Entries from an annotation dataset:
*****

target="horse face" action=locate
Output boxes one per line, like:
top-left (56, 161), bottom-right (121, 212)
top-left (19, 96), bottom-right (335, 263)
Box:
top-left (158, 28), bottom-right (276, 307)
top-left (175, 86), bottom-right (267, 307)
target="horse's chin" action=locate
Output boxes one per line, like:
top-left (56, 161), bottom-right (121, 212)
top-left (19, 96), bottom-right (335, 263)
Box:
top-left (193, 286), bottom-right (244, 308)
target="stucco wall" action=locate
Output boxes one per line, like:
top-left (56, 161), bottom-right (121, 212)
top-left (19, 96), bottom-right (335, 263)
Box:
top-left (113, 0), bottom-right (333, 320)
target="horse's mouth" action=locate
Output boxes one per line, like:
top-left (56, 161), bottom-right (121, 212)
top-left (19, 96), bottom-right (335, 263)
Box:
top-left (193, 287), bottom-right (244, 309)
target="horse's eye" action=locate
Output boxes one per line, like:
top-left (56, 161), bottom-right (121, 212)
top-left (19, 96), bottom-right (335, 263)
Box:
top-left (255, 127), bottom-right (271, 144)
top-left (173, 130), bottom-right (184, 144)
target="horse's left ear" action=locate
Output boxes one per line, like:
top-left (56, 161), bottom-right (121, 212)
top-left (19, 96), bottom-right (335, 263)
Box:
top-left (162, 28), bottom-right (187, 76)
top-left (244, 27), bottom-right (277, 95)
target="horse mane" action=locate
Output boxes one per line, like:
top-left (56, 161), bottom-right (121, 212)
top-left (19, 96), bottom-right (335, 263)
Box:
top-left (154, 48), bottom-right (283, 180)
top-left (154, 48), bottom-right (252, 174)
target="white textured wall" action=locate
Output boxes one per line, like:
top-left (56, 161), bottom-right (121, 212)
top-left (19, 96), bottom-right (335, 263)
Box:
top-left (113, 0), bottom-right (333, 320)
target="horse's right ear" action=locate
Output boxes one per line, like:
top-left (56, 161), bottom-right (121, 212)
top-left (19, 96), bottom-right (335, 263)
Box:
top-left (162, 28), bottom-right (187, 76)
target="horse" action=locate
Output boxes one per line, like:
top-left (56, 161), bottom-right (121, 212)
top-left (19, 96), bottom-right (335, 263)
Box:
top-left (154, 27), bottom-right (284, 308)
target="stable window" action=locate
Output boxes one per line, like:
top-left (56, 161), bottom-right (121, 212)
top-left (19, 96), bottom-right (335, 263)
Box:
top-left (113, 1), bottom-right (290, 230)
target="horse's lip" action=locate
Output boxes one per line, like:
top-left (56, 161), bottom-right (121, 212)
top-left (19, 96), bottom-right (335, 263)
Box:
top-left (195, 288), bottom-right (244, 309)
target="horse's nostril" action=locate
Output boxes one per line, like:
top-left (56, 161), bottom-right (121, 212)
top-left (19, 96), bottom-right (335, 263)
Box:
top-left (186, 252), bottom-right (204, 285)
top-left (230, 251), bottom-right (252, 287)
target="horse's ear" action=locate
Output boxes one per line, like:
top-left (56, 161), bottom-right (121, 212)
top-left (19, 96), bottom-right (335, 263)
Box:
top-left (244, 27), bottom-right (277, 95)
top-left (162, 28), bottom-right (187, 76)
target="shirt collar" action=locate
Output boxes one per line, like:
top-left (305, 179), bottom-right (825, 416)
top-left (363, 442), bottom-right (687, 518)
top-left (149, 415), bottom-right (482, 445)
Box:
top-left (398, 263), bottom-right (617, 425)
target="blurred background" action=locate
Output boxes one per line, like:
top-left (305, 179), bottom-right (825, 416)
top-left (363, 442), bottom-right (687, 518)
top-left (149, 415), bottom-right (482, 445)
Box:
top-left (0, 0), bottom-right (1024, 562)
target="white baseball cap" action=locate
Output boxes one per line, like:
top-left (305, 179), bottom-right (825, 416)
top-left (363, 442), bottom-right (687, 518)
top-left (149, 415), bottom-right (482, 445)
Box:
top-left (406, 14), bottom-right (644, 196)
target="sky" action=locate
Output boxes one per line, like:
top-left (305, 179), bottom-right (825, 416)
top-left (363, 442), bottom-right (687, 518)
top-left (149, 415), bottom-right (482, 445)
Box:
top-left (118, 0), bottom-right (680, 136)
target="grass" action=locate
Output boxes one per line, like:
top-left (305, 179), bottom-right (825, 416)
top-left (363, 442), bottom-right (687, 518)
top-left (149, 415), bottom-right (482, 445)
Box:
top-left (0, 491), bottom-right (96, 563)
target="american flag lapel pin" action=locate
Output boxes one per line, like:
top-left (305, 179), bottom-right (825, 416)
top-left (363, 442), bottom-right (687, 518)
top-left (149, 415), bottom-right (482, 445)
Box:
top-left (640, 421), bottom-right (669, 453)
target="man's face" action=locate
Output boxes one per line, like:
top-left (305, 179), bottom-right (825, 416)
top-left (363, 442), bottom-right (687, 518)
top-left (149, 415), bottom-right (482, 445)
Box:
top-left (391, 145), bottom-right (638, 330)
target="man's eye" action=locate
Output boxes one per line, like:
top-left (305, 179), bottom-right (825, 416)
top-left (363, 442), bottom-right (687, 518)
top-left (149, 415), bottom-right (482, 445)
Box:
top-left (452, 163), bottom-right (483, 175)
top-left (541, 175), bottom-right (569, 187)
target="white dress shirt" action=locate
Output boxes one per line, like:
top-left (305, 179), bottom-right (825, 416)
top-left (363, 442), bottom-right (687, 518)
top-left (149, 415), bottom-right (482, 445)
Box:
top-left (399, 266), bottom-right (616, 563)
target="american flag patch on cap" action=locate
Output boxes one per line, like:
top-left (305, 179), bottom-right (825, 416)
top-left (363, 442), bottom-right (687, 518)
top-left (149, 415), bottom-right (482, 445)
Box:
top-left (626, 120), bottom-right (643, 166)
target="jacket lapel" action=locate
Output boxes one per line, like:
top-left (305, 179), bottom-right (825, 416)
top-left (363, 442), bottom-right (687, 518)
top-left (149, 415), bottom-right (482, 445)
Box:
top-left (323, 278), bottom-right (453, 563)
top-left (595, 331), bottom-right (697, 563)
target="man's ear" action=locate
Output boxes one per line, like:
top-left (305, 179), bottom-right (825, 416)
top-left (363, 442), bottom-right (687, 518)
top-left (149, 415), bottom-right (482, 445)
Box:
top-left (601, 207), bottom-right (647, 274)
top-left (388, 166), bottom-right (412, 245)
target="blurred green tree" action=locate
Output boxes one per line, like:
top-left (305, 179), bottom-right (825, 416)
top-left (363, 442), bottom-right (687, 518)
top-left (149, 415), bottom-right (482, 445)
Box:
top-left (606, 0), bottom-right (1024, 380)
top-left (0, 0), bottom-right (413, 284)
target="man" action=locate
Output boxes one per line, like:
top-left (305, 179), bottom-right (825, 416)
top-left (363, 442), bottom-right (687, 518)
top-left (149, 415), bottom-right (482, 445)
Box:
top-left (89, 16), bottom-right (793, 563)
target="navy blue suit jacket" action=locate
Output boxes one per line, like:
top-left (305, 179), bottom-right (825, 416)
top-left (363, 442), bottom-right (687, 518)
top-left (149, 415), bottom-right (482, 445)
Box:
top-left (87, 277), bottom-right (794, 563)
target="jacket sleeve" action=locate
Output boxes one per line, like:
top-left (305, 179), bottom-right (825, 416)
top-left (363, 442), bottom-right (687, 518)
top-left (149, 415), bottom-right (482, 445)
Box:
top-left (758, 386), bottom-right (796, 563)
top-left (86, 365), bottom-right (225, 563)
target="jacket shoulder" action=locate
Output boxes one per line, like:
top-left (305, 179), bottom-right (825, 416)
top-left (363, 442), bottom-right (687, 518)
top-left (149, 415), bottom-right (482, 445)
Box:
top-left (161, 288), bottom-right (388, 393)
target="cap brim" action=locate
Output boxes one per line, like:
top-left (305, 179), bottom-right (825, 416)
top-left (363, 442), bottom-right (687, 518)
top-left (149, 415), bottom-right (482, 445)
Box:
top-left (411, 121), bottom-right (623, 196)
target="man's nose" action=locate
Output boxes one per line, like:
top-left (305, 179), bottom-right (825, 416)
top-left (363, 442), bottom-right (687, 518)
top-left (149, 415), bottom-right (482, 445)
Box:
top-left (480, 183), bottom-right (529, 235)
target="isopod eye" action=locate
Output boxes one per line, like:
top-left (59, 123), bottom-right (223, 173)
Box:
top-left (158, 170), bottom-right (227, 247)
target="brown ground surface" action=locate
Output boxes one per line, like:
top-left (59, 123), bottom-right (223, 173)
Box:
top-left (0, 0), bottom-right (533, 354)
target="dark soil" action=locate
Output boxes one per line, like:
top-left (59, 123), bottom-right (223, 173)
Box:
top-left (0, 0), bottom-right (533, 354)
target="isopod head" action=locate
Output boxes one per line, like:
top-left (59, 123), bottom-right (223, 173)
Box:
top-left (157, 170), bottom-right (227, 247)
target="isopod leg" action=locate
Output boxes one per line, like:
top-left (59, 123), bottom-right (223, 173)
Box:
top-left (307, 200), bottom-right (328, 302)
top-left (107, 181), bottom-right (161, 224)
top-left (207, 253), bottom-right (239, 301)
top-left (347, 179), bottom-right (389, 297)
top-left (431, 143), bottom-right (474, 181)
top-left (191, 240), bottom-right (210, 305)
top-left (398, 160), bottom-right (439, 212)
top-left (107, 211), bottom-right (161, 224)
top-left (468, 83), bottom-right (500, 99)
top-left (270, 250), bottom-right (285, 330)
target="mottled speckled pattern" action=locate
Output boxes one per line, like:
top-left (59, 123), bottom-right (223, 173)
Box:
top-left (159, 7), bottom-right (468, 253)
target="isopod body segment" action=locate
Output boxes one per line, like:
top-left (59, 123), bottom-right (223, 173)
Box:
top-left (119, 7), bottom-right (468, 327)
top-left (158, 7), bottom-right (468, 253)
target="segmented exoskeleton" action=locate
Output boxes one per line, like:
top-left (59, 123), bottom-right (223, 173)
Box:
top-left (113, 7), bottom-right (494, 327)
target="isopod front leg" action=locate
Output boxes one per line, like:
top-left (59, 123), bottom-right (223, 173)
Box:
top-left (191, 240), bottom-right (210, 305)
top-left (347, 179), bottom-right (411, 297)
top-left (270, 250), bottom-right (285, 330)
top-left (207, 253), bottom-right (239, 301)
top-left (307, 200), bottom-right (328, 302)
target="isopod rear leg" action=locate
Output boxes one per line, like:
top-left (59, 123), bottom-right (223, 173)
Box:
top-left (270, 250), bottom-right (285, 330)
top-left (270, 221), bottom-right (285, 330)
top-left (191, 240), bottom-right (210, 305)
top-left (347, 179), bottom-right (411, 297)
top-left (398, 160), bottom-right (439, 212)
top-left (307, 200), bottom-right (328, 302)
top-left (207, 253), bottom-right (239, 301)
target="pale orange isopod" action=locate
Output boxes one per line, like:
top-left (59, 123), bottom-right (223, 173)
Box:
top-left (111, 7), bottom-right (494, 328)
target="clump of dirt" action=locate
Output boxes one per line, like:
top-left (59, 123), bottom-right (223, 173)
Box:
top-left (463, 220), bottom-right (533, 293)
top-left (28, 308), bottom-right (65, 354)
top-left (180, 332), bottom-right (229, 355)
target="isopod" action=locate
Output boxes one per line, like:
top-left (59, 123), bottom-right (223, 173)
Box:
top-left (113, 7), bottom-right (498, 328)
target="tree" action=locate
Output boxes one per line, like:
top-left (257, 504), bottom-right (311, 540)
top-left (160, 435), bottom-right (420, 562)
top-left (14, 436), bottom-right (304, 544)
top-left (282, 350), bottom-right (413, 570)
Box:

*****

• Stated problem: Update the lines from the start of the material through the line with "top-left (175, 86), bottom-right (267, 307)", both included, by changing "horse face" to "horse head". Leave everything else the same and give only those lines.

• Final result:
target="horse head" action=locate
Output boxes one per line, like:
top-left (56, 161), bottom-right (121, 212)
top-left (19, 96), bottom-right (335, 263)
Box:
top-left (158, 28), bottom-right (276, 307)
top-left (175, 86), bottom-right (267, 307)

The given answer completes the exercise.